## Text to read
My professor gave us a number of limit exercises to solve without using l'Hôpital's rule, there is one that I am having problems with. I think I may of grouped it incorrectly in the ones where we were not allowed to use L'Hôpital.
The limit is the following:
$$\lim_{x \rightarrow 2} \frac{(\sin(\pi x/ 2))^3 \log(1 + 1/x)}{\log(\frac{x^2 - 3x +3}{x-1})(e^x - e^2)} $$
Is it possible to solve this without L'Hôpital?

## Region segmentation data
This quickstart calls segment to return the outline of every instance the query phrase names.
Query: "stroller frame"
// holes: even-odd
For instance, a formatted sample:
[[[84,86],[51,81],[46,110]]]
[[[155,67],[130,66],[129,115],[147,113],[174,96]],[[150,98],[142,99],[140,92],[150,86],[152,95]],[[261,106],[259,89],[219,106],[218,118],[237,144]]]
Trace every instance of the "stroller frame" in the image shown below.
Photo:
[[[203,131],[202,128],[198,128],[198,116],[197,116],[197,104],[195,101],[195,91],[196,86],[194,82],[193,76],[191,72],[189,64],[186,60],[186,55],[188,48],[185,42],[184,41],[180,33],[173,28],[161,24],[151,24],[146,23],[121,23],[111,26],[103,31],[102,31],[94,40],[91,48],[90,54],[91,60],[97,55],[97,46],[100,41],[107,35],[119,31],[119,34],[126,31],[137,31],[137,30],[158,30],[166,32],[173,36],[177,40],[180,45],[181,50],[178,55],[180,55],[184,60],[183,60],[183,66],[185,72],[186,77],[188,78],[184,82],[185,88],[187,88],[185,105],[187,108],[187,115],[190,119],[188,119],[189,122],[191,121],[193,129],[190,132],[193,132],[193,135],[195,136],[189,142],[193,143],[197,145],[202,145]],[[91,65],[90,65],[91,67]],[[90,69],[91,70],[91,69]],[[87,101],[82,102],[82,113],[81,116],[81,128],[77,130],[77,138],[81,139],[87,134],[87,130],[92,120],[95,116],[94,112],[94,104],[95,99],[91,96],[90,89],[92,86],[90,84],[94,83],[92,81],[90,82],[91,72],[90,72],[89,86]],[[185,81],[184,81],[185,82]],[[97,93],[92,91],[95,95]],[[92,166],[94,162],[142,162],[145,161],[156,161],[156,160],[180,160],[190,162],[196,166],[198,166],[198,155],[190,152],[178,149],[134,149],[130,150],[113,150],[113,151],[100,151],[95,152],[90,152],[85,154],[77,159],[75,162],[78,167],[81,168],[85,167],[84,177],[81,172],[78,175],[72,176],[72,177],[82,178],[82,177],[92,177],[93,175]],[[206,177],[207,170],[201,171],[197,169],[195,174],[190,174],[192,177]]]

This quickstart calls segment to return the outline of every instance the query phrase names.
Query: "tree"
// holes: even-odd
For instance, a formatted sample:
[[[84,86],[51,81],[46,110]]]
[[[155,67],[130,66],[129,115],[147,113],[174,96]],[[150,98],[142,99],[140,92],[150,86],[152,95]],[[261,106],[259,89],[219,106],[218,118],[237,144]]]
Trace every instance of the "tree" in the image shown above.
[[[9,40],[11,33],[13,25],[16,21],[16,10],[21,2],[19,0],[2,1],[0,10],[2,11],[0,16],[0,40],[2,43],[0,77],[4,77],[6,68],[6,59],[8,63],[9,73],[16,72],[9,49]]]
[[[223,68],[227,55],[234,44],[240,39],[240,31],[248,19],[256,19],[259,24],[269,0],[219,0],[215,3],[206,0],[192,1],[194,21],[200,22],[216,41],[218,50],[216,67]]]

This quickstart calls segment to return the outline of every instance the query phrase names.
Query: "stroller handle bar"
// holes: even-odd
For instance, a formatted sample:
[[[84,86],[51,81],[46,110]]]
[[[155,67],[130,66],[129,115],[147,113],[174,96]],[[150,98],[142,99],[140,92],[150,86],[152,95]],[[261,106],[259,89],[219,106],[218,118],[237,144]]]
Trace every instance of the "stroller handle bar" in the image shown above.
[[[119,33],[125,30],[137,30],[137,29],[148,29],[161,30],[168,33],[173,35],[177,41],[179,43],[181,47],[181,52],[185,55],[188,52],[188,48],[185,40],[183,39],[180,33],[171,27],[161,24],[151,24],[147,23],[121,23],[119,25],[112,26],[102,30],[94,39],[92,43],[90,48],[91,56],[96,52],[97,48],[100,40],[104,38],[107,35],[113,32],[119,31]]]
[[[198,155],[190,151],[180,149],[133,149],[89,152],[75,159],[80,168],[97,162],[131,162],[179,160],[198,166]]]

## To do
a) From the limit question, list every factor in the fraction inside the limit, and mark each one as numerator or denominator.
b) Write the next part of the limit question, picking up right after its last sentence.

## Exercise responses
a)
Numerator: (sin(πx/2))^3
Numerator: log(1 + 1/x)
Denominator: log((x^2 − 3x + 3)/(x − 1))
Denominator: (e^x − e^2)

b)
Answer
Hint: $$\lim_{x \to 2} \frac{(\sin(\pi x/ 2))^3 \log \left(1 + \dfrac1x\right)}{\log\left(\frac{x^2 - 3x +3}{x-1}\right)\left(e^x - e^2\right)}=\lim_{x \to 2} { \log\left(1 + \dfrac1x\right)}\left(\dfrac{\log\left(\frac{x^2 - 3x +3}{x-1}\right)-\log\left(\frac{2^2 - 3\cdot2 +3}{2-1}\right)}{x-2}\right)^{-1}\left(\dfrac{\sin(\pi x/ 2)-\sin(\pi\cdot2/2)}{x-2}\right)^2\left(\sin(\pi x/2)\right)\left(\dfrac{e^x-e^2}{x-2}\right)^{-1}.$$ Recognize the definition of $\dfrac{\mathrm d}{\mathrm dx}\log\left(\frac{x^2 - 3x +3}{x-1}\right)\Bigg|_{x=2}$, $\dfrac{\mathrm d}{\mathrm dx}\sin(\pi x/2)\Bigg|_{x=2}$ and of $\dfrac{\mathrm d}{\mathrm dx}e^x\Bigg|_{x=2}$.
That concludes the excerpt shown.